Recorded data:

━━━━━━━━━━

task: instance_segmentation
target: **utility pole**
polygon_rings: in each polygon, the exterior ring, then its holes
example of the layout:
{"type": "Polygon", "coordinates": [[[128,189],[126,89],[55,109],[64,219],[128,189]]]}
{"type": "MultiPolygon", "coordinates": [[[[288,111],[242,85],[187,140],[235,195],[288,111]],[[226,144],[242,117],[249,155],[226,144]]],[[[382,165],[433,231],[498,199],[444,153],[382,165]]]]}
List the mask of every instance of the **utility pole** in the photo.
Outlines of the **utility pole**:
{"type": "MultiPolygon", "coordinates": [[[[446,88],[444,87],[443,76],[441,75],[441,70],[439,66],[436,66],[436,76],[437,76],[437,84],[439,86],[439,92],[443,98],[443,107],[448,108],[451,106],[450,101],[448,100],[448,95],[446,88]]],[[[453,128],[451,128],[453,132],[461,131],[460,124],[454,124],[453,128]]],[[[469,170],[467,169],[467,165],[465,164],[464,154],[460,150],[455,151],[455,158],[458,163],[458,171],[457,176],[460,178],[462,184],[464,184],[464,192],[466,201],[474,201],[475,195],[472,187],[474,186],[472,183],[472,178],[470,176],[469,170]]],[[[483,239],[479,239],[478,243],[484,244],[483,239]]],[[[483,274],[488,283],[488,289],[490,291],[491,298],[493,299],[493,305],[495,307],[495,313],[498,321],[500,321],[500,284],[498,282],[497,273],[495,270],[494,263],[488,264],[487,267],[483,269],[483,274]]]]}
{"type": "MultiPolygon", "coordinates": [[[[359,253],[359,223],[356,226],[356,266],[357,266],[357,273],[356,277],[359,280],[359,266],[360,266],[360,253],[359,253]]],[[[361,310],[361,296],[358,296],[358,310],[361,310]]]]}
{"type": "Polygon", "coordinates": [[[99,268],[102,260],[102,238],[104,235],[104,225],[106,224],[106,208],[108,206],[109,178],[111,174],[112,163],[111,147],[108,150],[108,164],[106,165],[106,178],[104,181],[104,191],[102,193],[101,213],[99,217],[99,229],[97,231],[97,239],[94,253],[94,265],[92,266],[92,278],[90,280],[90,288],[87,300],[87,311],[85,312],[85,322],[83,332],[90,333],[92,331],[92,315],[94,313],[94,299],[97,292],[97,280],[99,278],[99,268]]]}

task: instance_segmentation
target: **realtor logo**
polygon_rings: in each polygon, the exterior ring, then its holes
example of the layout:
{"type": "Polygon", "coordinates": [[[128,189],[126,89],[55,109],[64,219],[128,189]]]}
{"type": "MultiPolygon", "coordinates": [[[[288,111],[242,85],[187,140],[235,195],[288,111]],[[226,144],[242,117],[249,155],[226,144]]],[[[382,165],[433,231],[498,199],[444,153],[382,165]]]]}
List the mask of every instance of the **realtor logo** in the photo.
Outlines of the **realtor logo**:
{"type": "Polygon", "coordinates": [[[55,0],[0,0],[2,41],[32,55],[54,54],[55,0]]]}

━━━━━━━━━━

= Problem =
Render the whole set of entries again, exactly as given.

= Response to this exercise =
task: instance_segmentation
target: **utility pole**
polygon_rings: in each polygon, the exterior ring, then its holes
example of the layout:
{"type": "Polygon", "coordinates": [[[128,189],[126,89],[55,109],[64,219],[128,189]]]}
{"type": "MultiPolygon", "coordinates": [[[[288,111],[242,85],[187,140],[235,195],[288,111]],[[226,144],[242,117],[249,155],[226,144]]],[[[382,165],[433,231],[498,199],[444,153],[382,165]]]]}
List the mask of every instance of the **utility pole** in the photo.
Outlines of the **utility pole**:
{"type": "MultiPolygon", "coordinates": [[[[446,88],[444,87],[443,76],[441,75],[441,70],[439,66],[436,66],[436,76],[437,76],[437,84],[439,86],[439,92],[443,98],[443,107],[448,108],[451,106],[450,101],[448,100],[448,95],[446,88]]],[[[453,128],[451,128],[453,132],[461,131],[460,124],[454,124],[453,128]]],[[[469,170],[467,169],[467,165],[465,164],[464,154],[460,150],[455,151],[455,158],[458,163],[458,171],[457,176],[460,178],[462,184],[464,184],[464,192],[466,201],[474,201],[475,195],[472,187],[474,186],[472,183],[472,178],[470,176],[469,170]]],[[[483,239],[479,239],[478,243],[484,244],[483,239]]],[[[483,274],[488,283],[488,289],[490,291],[491,298],[493,299],[493,305],[495,307],[495,313],[498,321],[500,321],[500,284],[498,282],[497,273],[495,270],[494,263],[488,264],[487,267],[483,269],[483,274]]]]}
{"type": "MultiPolygon", "coordinates": [[[[359,253],[359,223],[356,226],[356,266],[357,266],[357,273],[356,277],[359,280],[359,266],[360,266],[360,253],[359,253]]],[[[361,310],[361,296],[358,296],[358,310],[361,310]]]]}
{"type": "Polygon", "coordinates": [[[99,268],[102,260],[102,238],[104,235],[104,225],[106,224],[106,208],[108,206],[109,178],[111,174],[112,163],[111,147],[108,150],[108,164],[106,165],[106,178],[104,181],[104,191],[102,193],[101,213],[99,217],[99,229],[97,231],[97,239],[94,253],[94,265],[92,266],[92,278],[90,280],[90,288],[87,300],[87,311],[85,312],[85,322],[83,332],[90,333],[92,331],[92,315],[94,313],[94,299],[97,292],[97,280],[99,278],[99,268]]]}

task: instance_segmentation
target: **realtor logo**
polygon_rings: in each polygon, the exterior ring, then its holes
example of the layout:
{"type": "Polygon", "coordinates": [[[128,189],[126,89],[55,109],[64,219],[128,189]]]}
{"type": "MultiPolygon", "coordinates": [[[[288,111],[242,85],[187,140],[235,195],[288,111]],[[226,144],[242,117],[249,155],[226,144]]],[[[382,165],[433,231],[498,199],[444,153],[382,165]]]]}
List the mask of every instance of the **realtor logo** in the photo.
Outlines of the **realtor logo**:
{"type": "Polygon", "coordinates": [[[55,0],[0,0],[2,41],[32,55],[54,54],[55,0]]]}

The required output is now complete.